Material provided:
◆ ◆ ◆ ◆

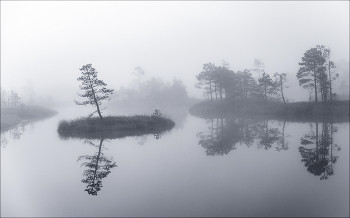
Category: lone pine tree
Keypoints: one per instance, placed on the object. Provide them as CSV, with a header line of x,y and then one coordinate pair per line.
x,y
94,89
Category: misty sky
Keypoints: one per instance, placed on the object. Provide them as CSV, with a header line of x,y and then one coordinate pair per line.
x,y
44,43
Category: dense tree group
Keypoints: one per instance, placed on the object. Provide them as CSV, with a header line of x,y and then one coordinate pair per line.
x,y
316,73
154,90
219,82
10,98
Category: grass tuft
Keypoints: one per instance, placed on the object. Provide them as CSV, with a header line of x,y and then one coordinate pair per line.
x,y
112,127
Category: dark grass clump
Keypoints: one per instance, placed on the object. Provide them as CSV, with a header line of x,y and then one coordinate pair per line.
x,y
337,111
112,127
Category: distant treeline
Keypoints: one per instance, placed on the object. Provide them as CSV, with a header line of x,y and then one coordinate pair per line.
x,y
153,91
316,74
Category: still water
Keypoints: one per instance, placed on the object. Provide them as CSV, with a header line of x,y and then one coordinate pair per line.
x,y
202,167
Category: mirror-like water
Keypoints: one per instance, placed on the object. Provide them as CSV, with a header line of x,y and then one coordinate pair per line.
x,y
203,167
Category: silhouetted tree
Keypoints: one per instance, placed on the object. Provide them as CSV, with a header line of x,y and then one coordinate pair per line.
x,y
93,88
329,65
205,78
310,69
280,80
259,66
320,159
98,168
267,85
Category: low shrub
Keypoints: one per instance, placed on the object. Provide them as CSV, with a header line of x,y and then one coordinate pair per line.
x,y
113,126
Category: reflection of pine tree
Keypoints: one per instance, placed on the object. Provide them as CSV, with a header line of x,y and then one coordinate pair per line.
x,y
99,168
319,160
267,135
17,131
282,143
221,137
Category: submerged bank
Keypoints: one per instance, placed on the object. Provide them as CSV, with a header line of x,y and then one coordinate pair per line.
x,y
12,116
112,127
337,111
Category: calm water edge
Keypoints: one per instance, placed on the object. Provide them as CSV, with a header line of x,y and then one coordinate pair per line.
x,y
202,167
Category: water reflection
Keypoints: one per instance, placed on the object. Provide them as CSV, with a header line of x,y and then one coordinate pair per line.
x,y
317,149
14,133
99,166
225,133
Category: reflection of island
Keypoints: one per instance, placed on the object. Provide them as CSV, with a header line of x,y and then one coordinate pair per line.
x,y
98,168
17,131
319,160
225,133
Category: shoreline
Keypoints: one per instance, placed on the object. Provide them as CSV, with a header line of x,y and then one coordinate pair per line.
x,y
112,127
337,111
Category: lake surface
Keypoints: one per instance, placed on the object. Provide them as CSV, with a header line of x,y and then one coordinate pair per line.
x,y
203,167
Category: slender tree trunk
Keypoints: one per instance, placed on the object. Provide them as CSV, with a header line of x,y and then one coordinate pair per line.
x,y
330,80
211,92
282,91
140,86
315,85
95,100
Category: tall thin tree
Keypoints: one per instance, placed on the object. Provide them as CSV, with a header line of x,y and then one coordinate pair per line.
x,y
94,89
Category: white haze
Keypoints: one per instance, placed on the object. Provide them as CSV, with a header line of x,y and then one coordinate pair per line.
x,y
44,43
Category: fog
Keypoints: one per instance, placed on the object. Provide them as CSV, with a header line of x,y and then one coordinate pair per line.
x,y
44,43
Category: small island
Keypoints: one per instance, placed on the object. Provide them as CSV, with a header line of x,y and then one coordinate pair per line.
x,y
112,127
336,111
109,127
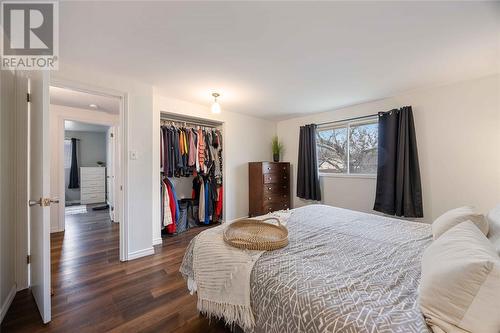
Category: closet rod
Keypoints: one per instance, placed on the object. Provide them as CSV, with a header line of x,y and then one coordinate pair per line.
x,y
187,123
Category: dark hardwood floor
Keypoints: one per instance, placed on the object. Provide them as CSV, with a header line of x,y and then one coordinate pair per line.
x,y
95,292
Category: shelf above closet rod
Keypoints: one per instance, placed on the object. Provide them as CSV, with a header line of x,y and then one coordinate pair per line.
x,y
167,116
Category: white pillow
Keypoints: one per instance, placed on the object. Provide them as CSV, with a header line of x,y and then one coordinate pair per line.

◆ ◆ ◆ ◆

What is needed: Without the pictures, please reproduce each line of the listing above exactly, from the first one through the line bearing "Category: grass tuft".

Solution for this task:
Category: lone pine tree
Keypoints: one per instance, placed on the object. Provide them as CSV, with a header line of x,y and then one coordinate pair per line.
x,y
94,89
Category: misty sky
Keypoints: one per instance, placed on the object. Provide them as CSV, with a header line of x,y and then one coordinate pair per line.
x,y
44,43
Category: dense tree group
Keypoints: one per instance, placed on the object. Provide them as CSV, with a header line of x,y and then one coordinate pair per line.
x,y
316,73
154,90
219,82
10,98
Category: grass tuft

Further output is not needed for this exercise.